■ **Set task**: Transcribe all of the records below exactly as they appear, leaving the pictures out of your answer.

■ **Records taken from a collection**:
## begin

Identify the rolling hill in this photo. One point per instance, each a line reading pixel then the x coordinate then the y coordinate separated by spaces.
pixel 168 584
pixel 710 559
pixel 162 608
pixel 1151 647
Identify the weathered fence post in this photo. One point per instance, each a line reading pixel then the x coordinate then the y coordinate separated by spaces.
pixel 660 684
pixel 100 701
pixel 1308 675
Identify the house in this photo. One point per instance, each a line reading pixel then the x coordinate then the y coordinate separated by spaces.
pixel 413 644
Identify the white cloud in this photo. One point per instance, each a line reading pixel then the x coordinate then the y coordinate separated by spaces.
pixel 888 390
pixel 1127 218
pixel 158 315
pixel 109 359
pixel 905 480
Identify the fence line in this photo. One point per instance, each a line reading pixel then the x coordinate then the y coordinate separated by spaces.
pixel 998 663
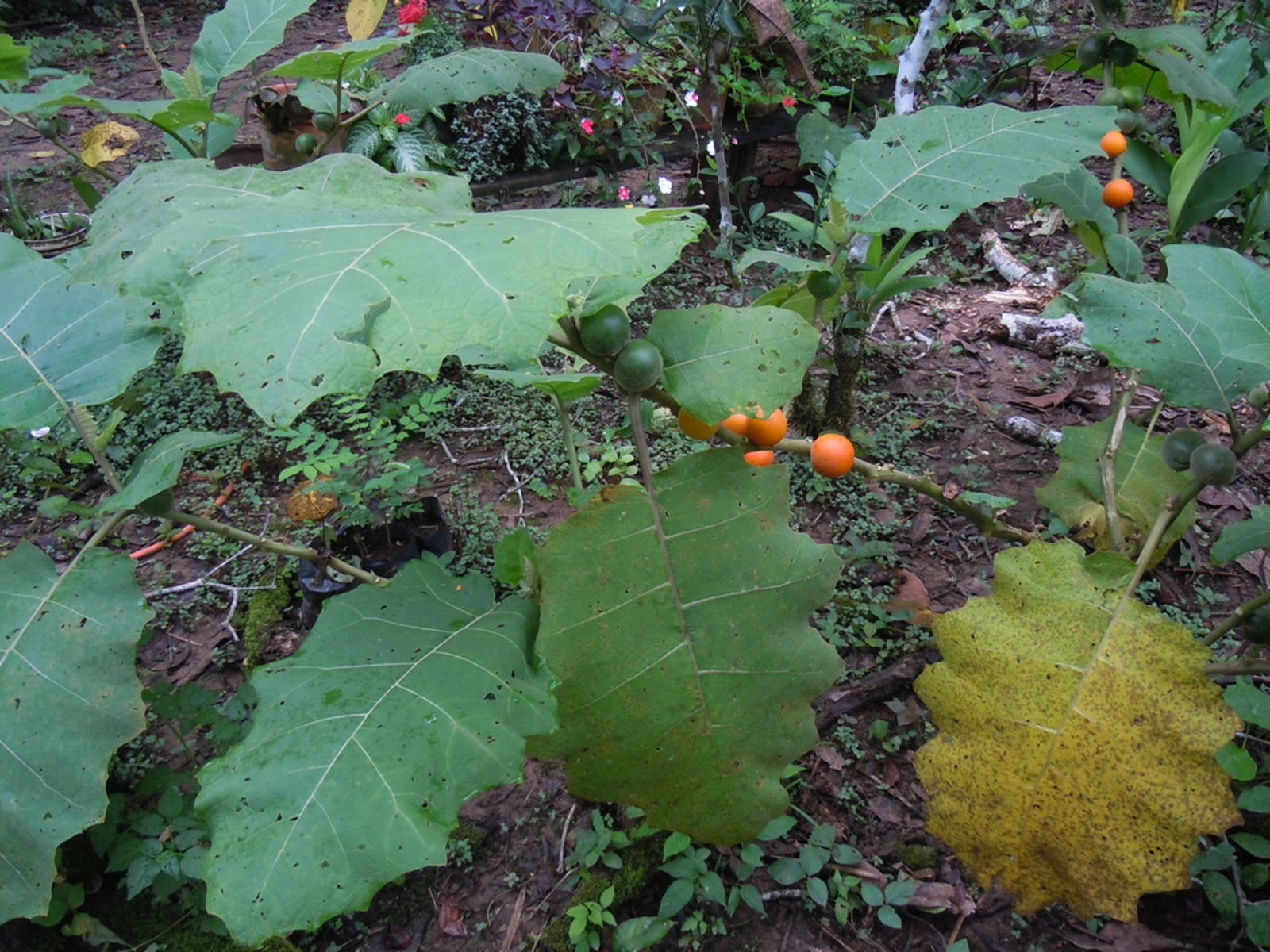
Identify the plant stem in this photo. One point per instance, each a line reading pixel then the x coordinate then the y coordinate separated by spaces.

## end

■ **Reply**:
Identify the rolling hill in this photo. One point per instance, each a line reading pixel then the x coordinate then the y coordinate separated by spaces.
pixel 168 584
pixel 710 559
pixel 162 608
pixel 1151 647
Identify the weathered fence post in this photo. One point per instance, each a line reading pixel then the x coordinate then the y coordinate separated by spaces.
pixel 660 684
pixel 100 701
pixel 1308 675
Identify the house in this photo. One point per instance, each a line reading pixel then the x coordinate then the y coordinate separated by spaces.
pixel 413 644
Identify the white cloud in this photo. One point per instance, each a line reading pixel then the x coordinate then the y coordinate separated by spaces.
pixel 888 390
pixel 1127 218
pixel 158 315
pixel 109 359
pixel 905 480
Identify the fence line in this photo. One point per instance, each a line reading pixel then the x coordinate then the y coordinate separated by spaces.
pixel 998 663
Identify the plant stem in this photo. One point per instance, each a line reading pixel then the x coordinate then the y coordinate separated by spaces.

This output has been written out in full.